─── Page extract ───

Cuba to start clinical trials of potential coronavirus vaccine

Cuba kicks off clinical trials next week of a potential coronavirus vaccine called "Soberana 01" ("Sovereign 01") developed by its state-run Finlay Institute, with results due in February, state-run media said on Wednesday (August 19).

Cuba to start clinical trials of potential coronavirus vaccine

The potential coronovirus vaccine will be delivered in two injections during the trials that will involve 676 people aged between 19 and 80 years and conclude on Jan. 11.

Cuba prides itself on its biopharmaceutical industry, begun by former revolutionary leader Fidel Castro, which is also an important hard currency earner and already produces several vaccines.

Kirill Dmitriev, head of Russia’s sovereign wealth fund, told Cuban state news agency Prensa Latina that Cuba could even be one of the places it could choose to produce the vaccine from November onwards.

Authorities say their treatments for the new coronavirus have already helped it reduce mortality in sufferers.

They touted interferon long before other producers started hailing the merits of the decades-old antiviral agent that boosts immune system and say dozens of countries have expressed an interest in buying it.

The country of 11 million inhabitants has registered just a handful of deaths in the last few months, bringing the total to 88 deaths for 3,482 confirmed cases since the start of its outbreak in March.

Cuba has handled its outbreak in textbook fashion through contact tracing and isolation of potential asymptomatic carriers of COVID-19, although cases have risen in recent weeks since it eased lockdown restrictions in the capital, prompting it to tighten them once more.

* Bangladesh is ready to hold trials of potential COVID-19 vaccines developed by India and will receive early supplies of any successful candidate, officials said on Wednesday.

Indian Prime Minister Narendra Modi sent his foreign secretary to Bangladesh's capital Dhaka on Tuesday on a two-day visit to hold meetings with Prime Minister Sheikh Hasina and officials.

"Bangladesh is ready to collaborate in the development of a COVID vaccine, including its trial, and looks forward to early affordable availability of the vaccine when it is ready," its foreign ministry said in a statement.

The release followed a meeting of the foreign secretary and his Indian counterpart Harsh Vardhan Shringla, during which Shringla had discussed India's economies of scale in vaccine manufacturing with Bangladeshi officials, the statement said.

India is home to the world's biggest vaccine making company, the Serum Institute of India, and is currently holding trials for three potential COVID-19 vaccines, including one licensed to AstraZeneca Plc by Oxford University.

* Mexico has told Moscow it is eager to have Russia's coronavirus vaccine once phase three testing for the product is complete, Mexican Foreign Minister Marcelo Ebrard said on Wednesday.

After a meeting with Russia's ambassador to Mexico, Viktor Koronelli, Ebrard said on Twitter that he had communicated Mexico's interest that phase three should be carried out "so as to have the vaccine as soon as possible in Mexico."

─── Supplied entries ───

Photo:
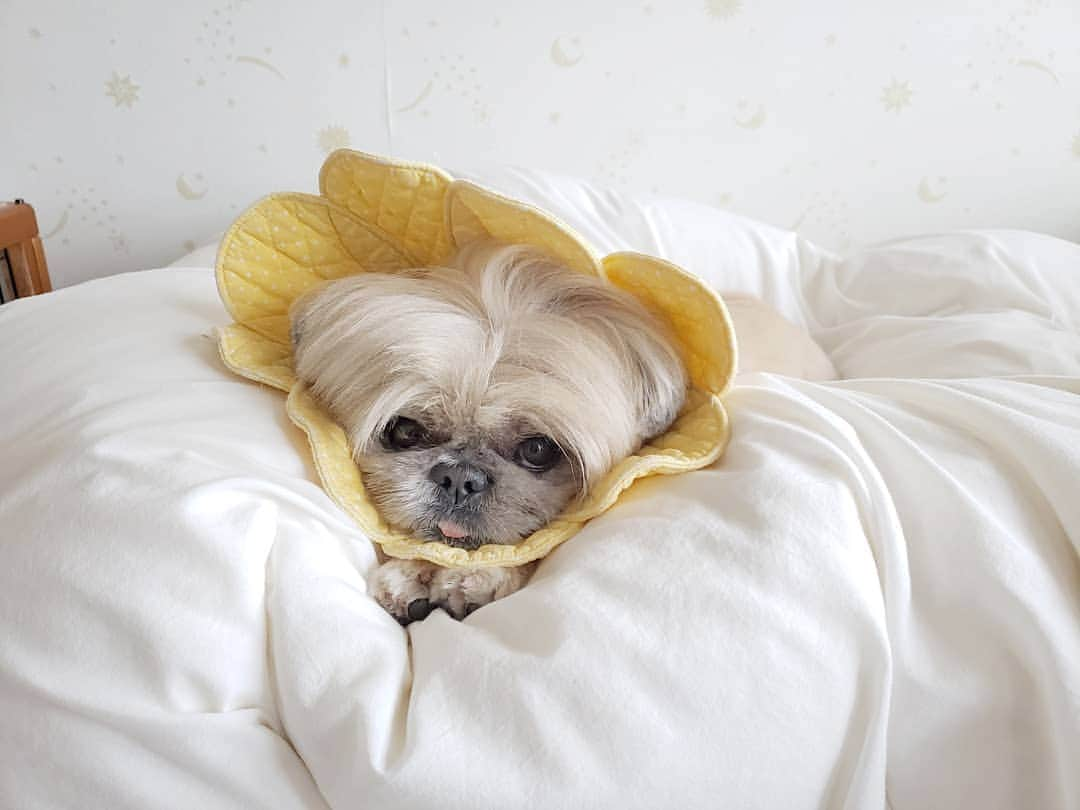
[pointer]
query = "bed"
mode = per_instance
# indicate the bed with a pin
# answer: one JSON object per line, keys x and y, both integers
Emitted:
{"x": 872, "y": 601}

───
─── Supplied entries ───

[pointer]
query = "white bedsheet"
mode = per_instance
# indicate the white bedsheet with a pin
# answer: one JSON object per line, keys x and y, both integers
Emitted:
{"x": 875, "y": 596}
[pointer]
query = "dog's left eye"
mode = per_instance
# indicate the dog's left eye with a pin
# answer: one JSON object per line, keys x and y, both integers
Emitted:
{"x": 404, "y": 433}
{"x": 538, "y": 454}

───
─── Supplied entries ───

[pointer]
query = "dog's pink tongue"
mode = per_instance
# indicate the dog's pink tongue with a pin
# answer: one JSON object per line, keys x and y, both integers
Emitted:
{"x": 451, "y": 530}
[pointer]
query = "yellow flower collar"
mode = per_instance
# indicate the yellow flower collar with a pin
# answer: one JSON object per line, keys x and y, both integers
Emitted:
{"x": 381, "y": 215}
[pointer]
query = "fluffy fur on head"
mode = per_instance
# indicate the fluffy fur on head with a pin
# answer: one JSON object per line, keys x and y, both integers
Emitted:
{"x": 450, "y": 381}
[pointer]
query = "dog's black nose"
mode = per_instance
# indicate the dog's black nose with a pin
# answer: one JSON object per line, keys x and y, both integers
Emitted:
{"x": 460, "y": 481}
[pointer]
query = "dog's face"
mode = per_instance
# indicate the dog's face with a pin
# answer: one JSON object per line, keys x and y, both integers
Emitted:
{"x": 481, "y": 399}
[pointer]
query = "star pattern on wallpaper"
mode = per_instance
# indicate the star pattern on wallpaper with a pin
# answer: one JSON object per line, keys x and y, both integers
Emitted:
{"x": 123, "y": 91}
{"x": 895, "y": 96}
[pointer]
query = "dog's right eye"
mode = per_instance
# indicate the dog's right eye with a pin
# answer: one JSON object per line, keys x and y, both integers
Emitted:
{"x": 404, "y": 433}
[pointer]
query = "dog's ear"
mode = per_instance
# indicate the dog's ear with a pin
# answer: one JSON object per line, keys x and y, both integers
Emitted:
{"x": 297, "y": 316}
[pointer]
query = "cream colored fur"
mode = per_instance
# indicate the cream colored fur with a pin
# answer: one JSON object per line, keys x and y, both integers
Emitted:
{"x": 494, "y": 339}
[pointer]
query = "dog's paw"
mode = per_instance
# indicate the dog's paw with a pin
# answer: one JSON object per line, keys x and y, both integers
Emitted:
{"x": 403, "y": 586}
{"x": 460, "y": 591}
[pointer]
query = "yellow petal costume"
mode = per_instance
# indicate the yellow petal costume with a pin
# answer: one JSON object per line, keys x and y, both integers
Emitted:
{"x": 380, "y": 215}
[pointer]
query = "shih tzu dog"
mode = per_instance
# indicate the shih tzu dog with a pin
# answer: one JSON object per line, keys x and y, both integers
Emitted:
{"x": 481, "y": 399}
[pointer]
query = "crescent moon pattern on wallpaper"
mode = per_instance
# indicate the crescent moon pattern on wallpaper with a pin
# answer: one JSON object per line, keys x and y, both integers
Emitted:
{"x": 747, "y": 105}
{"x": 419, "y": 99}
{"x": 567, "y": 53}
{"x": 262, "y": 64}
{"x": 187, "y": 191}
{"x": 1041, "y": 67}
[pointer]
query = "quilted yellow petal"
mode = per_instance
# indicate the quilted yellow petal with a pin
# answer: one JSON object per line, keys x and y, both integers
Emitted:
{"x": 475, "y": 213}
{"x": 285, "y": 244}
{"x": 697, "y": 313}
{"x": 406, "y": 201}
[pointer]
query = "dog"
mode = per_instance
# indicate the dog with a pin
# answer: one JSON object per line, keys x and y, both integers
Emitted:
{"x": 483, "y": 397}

───

* _Exercise tasks_:
A: Answer these questions from the article on coronavirus vaccine trials:
(i) How many people will take part in Cuba's clinical trials of "Soberana 01"?
(ii) How many deaths and confirmed cases has Cuba recorded since its outbreak began in March?
(iii) Who is Russia's ambassador to Mexico?
B: List every person named in the article on coronavirus vaccine trials.
The records are separate material and are not connected to the article on coronavirus vaccine trials.

* _Responses in order_:
A:
(i) 676 people, aged between 19 and 80 years.
(ii) 88 deaths and 3,482 confirmed cases.
(iii) Viktor Koronelli.

B:
Fidel Castro
Kirill Dmitriev
Narendra Modi
Sheikh Hasina
Harsh Vardhan Shringla
Marcelo Ebrard
Viktor Koronelli